Records excerpted from a collection
"""

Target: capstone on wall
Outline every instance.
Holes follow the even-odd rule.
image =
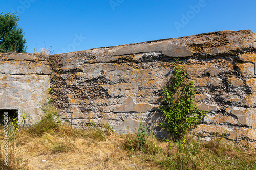
[[[170,81],[173,64],[179,58],[197,88],[199,108],[209,111],[191,133],[205,140],[218,132],[225,133],[229,140],[256,141],[256,35],[250,30],[35,56],[38,59],[34,62],[19,60],[16,68],[5,72],[10,64],[13,66],[19,60],[4,58],[15,55],[1,54],[5,67],[1,68],[1,75],[21,76],[18,83],[23,84],[17,86],[19,90],[26,86],[26,76],[34,76],[31,78],[34,82],[26,82],[28,87],[36,80],[42,81],[34,88],[38,90],[34,94],[41,95],[30,106],[38,106],[35,103],[47,98],[42,94],[46,93],[50,80],[54,104],[61,117],[73,126],[108,122],[116,131],[125,133],[135,132],[141,122],[162,137],[165,132],[154,125],[163,121],[158,109],[162,103],[161,90]],[[29,63],[21,66],[22,61]],[[30,65],[37,68],[31,70]],[[16,79],[10,79],[18,84]],[[6,83],[9,79],[1,80]],[[11,89],[13,82],[5,85],[1,82],[1,96],[6,96],[2,94]],[[24,91],[26,95],[19,95],[32,101],[30,98],[34,96],[29,88]],[[17,102],[17,95],[12,91],[8,96]],[[26,102],[19,102],[25,107]]]
[[[50,72],[48,56],[0,53],[0,109],[17,109],[20,120],[27,113],[38,121],[49,97]]]

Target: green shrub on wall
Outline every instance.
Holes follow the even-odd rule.
[[[163,88],[164,105],[160,109],[165,123],[160,126],[170,132],[175,140],[183,139],[185,142],[184,137],[188,131],[203,119],[206,112],[200,111],[194,104],[196,88],[192,81],[184,84],[187,74],[178,60],[174,64],[172,81]]]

"""

Exercise prompt —
Could you reproduce the data with "fence" substituted for "wall" throughout, keeping everything else unchanged and leaving out the pictures?

Finished exercise —
Target: capstone on fence
Outline every instance.
Holes follow the even-odd rule.
image =
[[[170,81],[173,64],[179,58],[197,88],[199,108],[209,111],[191,133],[205,140],[218,132],[225,133],[229,140],[256,141],[256,35],[250,30],[35,56],[38,59],[34,62],[19,60],[16,68],[5,72],[10,64],[13,66],[19,60],[4,58],[15,55],[1,54],[5,67],[1,68],[1,75],[21,76],[18,83],[23,84],[17,86],[19,90],[26,86],[26,76],[34,76],[31,78],[34,82],[26,82],[28,87],[36,80],[42,81],[34,88],[38,90],[34,94],[41,95],[30,106],[38,106],[35,103],[47,98],[42,94],[46,93],[50,80],[54,104],[61,117],[73,126],[108,122],[116,131],[125,133],[135,132],[141,122],[162,137],[165,132],[154,125],[163,121],[158,109],[162,103],[161,90]],[[29,63],[21,66],[22,61]],[[30,65],[37,68],[31,70]],[[16,79],[10,79],[18,84]],[[6,83],[9,79],[1,80]],[[11,89],[13,82],[5,85],[1,82],[1,96],[6,96],[2,94]],[[24,91],[26,95],[19,95],[32,101],[30,98],[34,96],[29,88]],[[17,102],[17,95],[12,91],[8,96]],[[26,102],[19,102],[25,107]]]
[[[50,72],[48,56],[0,53],[0,109],[17,109],[20,120],[27,113],[38,121],[49,97]]]

Target: green shrub on fence
Outline every instance.
Holes follow the even-odd rule.
[[[163,88],[164,105],[160,109],[165,123],[160,126],[170,132],[175,140],[183,139],[185,142],[184,137],[188,131],[203,119],[206,112],[200,111],[194,104],[196,88],[192,81],[184,84],[187,74],[178,60],[174,64],[172,81]]]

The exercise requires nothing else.